Free-text object descriptions:
***

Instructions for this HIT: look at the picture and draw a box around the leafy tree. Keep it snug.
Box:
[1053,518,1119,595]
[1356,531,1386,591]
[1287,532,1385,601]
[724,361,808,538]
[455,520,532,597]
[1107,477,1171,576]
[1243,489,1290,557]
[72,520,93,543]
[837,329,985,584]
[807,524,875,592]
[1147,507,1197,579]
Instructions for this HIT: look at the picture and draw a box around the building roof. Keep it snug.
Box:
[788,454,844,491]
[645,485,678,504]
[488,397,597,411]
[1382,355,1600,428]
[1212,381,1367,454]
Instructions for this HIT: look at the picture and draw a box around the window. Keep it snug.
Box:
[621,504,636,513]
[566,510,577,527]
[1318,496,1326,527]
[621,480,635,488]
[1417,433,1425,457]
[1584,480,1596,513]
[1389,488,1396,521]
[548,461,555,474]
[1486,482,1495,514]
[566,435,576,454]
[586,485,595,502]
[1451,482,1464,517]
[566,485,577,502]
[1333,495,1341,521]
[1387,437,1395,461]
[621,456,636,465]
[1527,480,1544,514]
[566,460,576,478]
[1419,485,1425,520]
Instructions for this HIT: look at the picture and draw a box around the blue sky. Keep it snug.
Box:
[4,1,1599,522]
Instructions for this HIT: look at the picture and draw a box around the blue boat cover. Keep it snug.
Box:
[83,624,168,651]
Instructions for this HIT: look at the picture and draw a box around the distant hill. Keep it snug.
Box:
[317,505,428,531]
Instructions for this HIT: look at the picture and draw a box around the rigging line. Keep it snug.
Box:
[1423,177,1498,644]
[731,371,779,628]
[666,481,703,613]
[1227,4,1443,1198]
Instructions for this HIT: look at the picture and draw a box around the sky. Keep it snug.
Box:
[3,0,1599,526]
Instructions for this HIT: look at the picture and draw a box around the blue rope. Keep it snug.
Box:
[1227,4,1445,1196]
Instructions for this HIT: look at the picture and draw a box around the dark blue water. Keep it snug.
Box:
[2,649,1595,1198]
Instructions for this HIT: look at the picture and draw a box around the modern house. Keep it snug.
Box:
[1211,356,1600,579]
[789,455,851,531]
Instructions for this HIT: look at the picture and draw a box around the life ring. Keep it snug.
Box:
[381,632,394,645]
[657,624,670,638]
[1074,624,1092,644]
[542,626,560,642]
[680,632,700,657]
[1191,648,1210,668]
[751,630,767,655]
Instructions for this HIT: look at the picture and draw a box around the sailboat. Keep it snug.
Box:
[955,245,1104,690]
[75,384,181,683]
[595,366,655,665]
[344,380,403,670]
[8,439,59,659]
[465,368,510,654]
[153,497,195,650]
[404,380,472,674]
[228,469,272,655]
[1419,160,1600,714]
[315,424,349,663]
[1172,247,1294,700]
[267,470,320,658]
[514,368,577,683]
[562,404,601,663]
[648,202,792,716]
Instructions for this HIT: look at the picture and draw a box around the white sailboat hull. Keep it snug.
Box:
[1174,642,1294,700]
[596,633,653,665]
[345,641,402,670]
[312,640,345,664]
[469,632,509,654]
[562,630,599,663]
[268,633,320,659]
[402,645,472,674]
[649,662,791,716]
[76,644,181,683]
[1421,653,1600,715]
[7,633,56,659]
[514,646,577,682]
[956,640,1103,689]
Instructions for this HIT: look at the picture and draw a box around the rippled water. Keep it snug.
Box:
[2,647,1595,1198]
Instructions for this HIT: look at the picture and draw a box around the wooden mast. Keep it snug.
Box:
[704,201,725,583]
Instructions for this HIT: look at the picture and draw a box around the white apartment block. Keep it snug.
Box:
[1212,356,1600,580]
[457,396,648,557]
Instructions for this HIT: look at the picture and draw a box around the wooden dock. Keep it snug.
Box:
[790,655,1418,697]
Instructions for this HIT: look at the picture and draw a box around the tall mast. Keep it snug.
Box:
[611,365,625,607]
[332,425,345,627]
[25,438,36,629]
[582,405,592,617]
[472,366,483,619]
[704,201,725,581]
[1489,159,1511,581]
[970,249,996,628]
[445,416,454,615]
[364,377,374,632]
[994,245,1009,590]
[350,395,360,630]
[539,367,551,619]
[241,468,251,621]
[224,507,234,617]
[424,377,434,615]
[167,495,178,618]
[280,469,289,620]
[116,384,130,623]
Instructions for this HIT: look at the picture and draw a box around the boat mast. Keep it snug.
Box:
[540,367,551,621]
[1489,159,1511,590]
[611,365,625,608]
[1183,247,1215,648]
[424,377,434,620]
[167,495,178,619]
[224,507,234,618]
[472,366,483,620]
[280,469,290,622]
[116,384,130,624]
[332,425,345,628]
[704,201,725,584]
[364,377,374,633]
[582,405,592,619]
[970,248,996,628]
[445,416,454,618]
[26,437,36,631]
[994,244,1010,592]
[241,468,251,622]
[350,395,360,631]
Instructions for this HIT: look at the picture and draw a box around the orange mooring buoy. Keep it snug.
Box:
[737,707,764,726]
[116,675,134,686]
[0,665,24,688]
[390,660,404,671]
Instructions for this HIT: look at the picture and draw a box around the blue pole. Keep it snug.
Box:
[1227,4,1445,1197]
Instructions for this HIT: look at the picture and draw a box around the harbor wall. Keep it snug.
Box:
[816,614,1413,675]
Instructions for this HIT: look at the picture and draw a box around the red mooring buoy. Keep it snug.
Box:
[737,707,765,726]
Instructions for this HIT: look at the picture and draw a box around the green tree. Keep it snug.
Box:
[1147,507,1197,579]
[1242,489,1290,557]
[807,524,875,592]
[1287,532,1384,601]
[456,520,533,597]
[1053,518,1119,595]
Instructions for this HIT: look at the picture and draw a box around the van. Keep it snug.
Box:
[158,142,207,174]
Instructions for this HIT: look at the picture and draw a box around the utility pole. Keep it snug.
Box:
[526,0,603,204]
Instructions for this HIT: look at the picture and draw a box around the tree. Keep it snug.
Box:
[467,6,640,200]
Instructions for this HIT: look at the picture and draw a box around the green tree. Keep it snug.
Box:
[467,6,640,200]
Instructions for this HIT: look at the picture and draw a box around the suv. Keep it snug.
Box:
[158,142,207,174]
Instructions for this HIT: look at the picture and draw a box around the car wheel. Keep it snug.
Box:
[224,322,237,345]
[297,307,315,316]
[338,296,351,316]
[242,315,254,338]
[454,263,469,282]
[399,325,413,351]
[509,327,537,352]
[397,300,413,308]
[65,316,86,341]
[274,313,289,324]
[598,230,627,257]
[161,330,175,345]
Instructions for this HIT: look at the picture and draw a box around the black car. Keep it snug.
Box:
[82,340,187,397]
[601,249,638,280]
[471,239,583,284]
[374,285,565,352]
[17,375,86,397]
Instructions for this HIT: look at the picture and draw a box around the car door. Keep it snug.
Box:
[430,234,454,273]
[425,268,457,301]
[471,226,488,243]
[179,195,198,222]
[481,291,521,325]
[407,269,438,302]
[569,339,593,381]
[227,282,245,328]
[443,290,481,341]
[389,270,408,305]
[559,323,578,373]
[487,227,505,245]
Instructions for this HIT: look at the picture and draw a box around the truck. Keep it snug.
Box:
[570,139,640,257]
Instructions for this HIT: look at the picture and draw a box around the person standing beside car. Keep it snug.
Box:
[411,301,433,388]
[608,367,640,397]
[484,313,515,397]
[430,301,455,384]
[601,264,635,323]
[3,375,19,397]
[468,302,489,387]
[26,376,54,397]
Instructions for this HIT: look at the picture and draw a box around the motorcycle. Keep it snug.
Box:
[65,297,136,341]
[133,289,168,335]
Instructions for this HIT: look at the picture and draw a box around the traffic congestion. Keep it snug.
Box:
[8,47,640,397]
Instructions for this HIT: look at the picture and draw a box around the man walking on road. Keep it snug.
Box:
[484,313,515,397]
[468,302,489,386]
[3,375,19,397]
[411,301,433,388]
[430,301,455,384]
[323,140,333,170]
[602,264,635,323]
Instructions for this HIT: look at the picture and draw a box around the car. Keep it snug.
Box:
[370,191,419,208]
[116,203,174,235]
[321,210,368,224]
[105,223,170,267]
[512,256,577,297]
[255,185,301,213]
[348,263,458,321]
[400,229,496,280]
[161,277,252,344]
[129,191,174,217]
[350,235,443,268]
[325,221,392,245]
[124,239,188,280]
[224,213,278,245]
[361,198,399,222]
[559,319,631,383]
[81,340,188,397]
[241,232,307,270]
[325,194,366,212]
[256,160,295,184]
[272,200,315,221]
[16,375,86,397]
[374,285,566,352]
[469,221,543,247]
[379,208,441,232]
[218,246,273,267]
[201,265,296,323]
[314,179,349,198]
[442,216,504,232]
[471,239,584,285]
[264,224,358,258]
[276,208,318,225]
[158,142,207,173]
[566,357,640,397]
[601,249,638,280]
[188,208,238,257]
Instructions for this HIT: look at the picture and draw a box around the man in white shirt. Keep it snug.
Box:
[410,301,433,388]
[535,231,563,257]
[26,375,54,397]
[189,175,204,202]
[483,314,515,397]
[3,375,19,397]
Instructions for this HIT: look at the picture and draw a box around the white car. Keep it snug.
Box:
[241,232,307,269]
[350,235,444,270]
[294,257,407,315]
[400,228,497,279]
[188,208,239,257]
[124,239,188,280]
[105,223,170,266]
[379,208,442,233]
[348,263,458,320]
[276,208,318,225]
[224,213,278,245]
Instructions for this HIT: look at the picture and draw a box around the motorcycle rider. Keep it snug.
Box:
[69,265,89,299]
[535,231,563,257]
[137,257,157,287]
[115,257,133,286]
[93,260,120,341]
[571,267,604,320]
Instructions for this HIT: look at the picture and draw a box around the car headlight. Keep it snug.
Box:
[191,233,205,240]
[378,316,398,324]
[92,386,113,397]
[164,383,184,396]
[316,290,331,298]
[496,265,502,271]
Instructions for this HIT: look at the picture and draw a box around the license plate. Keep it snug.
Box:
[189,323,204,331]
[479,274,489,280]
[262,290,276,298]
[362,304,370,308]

***

Exercise instructions: Each line of the entries where the string "wooden" occurs should be shown.

Exercise output:
Instructions for this HIT: look at the picture and draw a box around the wooden mast. Keep it snug.
Instructions for this HIT: look at the picture and draw a box around the wooden dock. Keep it snug.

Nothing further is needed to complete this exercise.